● Kutipan
- - - - - - -

Jangan Sampai Lupa!
Seri - 9

RAJAMEDIA.CO - SEPERTI biasa. Masjid penuh.
Ini Ramadan. Semua orang tiba-tiba rajin ke masjid. Parkiran penuh. Sandal berserakan. Bahkan, karpet masjid harus ditambah.
Malam pertama tarawih? Masjid sampai meluber ke teras. Semangat luar biasa.
Tapi sayangnya, hanya untuk tarawih.
Subuh? Tinggal separuh. Dzuhur? Separuh dari separuh. Asar? Bisa dihitung jari.
Ini fenomena klasik. Seolah-olah tarawih lebih penting dari salat lima waktu.
Padahal, Rasulullah SAW jelas mengatakan: "Salat yang paling dicintai Allah adalah salat wajib yang dikerjakan tepat waktu."
Bahkan, sebelum masuk Islam pun kita sudah tahu, salat itu tiang agama. Yang pertama kali dihisab di akhirat nanti.
Tapi entah kenapa, banyak orang lebih semangat mengejar yang sunnah, tapi lalai pada yang wajib.
Bukan Hanya Soal Ibadah, Tapi Juga Mentalitas Bangsa
Kebiasaan ini bukan cuma soal ibadah. Tapi juga mentalitas.
Lihat saja kondisi bangsa ini. Kita sering sibuk mengejar hal-hal seremonial, tapi lalai pada hal-hal fundamental.
Kita sibuk membangun proyek besar-besaran, tapi sering lupa memperbaiki moralitas bangsa.
Kita rajin bicara soal revolusi mental, tapi masih banyak korupsi di mana-mana.
Gus Dur pernah berkata:
"Yang lebih penting dari politik adalah kemanusiaan."
Tapi sayangnya, politik kita justru sering menjauhkan kita dari nilai-nilai kemanusiaan.
Bung Hatta juga pernah mengingatkan:
"Kurang cerdas bisa diperbaiki dengan belajar, kurang cakap bisa diatasi dengan pengalaman, tapi jika kurang jujur, itu sulit diperbaiki."
Dan kenyataannya?
Banyak pejabat kita yang pendidikannya tinggi, jabatannya tinggi, tapi kejujurannya rendah.

- - - - - - -

● Bahan yang Diberikan
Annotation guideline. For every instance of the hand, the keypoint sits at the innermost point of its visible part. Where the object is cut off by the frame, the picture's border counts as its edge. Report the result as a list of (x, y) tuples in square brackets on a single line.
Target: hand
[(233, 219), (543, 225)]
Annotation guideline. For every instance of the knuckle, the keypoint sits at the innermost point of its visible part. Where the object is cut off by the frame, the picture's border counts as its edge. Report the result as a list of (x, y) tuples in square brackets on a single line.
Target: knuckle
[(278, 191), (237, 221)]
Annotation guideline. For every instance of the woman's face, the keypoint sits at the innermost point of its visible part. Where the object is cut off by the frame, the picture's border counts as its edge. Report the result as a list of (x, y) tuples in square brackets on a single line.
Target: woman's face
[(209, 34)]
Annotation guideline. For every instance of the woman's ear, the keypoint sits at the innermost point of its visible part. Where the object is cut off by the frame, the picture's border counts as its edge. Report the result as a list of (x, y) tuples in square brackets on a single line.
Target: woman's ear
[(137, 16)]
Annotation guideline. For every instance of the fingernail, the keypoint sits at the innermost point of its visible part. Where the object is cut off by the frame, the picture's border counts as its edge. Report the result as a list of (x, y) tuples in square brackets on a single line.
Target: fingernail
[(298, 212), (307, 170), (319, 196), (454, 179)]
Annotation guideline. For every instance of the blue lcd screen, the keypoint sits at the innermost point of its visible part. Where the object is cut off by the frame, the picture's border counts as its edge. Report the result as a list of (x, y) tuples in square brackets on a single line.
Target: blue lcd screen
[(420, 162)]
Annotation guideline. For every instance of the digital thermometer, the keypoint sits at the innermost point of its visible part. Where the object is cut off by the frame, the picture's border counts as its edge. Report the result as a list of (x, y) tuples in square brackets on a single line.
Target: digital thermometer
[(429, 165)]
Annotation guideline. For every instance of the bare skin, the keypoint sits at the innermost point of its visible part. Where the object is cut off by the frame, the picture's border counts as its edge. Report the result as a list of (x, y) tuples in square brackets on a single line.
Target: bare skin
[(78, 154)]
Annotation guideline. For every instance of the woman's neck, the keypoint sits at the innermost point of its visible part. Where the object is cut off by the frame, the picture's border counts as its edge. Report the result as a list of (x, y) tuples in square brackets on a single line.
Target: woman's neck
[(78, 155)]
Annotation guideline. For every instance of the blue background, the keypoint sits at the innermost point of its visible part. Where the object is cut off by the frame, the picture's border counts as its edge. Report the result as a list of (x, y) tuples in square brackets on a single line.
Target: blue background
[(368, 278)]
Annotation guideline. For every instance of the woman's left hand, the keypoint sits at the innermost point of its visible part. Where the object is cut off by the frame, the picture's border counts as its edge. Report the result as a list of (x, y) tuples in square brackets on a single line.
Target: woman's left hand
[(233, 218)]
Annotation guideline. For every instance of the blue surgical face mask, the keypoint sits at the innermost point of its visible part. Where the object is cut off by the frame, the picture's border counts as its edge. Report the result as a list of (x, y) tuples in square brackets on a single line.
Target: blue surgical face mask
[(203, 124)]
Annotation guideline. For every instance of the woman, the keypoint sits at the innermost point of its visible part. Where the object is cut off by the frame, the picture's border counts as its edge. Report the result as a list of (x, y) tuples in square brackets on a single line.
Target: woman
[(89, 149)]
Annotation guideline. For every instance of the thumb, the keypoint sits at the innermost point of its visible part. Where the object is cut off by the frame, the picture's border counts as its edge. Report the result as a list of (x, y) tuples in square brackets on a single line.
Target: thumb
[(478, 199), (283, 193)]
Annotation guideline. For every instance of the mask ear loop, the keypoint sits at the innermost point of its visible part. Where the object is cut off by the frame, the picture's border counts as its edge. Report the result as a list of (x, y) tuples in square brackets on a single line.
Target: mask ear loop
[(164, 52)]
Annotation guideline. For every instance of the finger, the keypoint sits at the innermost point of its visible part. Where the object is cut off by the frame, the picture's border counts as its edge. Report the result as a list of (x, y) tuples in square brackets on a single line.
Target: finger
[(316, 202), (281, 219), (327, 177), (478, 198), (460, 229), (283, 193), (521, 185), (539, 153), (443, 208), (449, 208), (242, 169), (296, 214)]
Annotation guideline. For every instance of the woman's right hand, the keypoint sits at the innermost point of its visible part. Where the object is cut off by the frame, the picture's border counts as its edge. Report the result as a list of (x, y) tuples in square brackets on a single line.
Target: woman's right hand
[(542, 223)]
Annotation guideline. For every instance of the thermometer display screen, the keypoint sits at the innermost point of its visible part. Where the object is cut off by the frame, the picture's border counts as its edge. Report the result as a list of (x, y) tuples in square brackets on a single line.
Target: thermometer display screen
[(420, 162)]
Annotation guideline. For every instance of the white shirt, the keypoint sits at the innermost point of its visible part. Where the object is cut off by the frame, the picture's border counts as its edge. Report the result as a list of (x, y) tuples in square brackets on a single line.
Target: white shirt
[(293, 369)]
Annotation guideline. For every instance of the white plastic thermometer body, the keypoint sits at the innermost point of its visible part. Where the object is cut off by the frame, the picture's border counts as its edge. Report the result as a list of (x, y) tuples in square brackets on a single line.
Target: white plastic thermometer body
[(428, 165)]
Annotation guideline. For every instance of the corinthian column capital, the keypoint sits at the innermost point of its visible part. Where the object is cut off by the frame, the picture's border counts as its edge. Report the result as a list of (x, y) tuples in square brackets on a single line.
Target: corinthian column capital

- - - - - - -

● Latihan Singkat 1
Salin persis bagian kutipan tentang Ramadan, mulai dari "Subuh? Tinggal separuh." sampai "pada hal-hal fundamental.", termasuk kedua bagian itu.
● Latihan Singkat 2
Ringkas paragraf dalam kutipan tentang Ramadan yang diawali "Ini Ramadan. Semua orang" tanpa membuang fakta utamanya.
● Latihan Singkat 3
Teruskan kutipan tentang Ramadan dan mentalitas bangsa ini setelah kalimat terakhirnya.
Item di atas tidak perlu dipakai.

● Jawaban 1
Subuh? Tinggal separuh. Dzuhur? Separuh dari separuh. Asar? Bisa dihitung jari.
Ini fenomena klasik. Seolah-olah tarawih lebih penting dari salat lima waktu.
Padahal, Rasulullah SAW jelas mengatakan: "Salat yang paling dicintai Allah adalah salat wajib yang dikerjakan tepat waktu."
Bahkan, sebelum masuk Islam pun kita sudah tahu, salat itu tiang agama. Yang pertama kali dihisab di akhirat nanti.
Tapi entah kenapa, banyak orang lebih semangat mengejar yang sunnah, tapi lalai pada yang wajib.
Bukan Hanya Soal Ibadah, Tapi Juga Mentalitas Bangsa
Kebiasaan ini bukan cuma soal ibadah. Tapi juga mentalitas.
Lihat saja kondisi bangsa ini. Kita sering sibuk mengejar hal-hal seremonial, tapi lalai pada hal-hal fundamental.

● Jawaban 2
Saat Ramadan, orang mendadak rajin ke masjid: parkiran penuh, sandal berserakan, dan karpet masjid sampai harus ditambah.

● Jawaban 3
Jaga yang Wajib, Baru Kejar yang Sunnah
Bulan Ramadan harusnya menjadi momentum untuk memperbaiki semua ini. Bukan hanya ibadah personal, tapi juga karakter bangsa.
Jaga dulu yang wajib. Baru kejar yang sunnah.
Sama seperti dalam membangun negeri: Jaga dulu integritas, baru bicara soal kemajuan.
Coba lihat orang sukses dalam ibadah. Mereka tidak hanya rajin tarawih. Tapi juga salat rawatib, tahajud, witir, bahkan dhuha.
Mereka paham betul: Ramadan bukan sekadar soal puasa dan tarawih. Tapi soal menjaga ritme ibadah agar tetap terbawa setelah Ramadan berakhir.
Sebulan penuh latihan. Agar setelah Ramadan, masjid tidak langsung kosong.
Agar setelah Ramadan, subuh di masjid tetap ramai.
Agar setelah Ramadan, kita tidak kembali ke kebiasaan lama.
Karena ibadah bukan soal musiman. Karena Allah tidak hanya ada di bulan Ramadan.
Sama seperti perubahan bangsa.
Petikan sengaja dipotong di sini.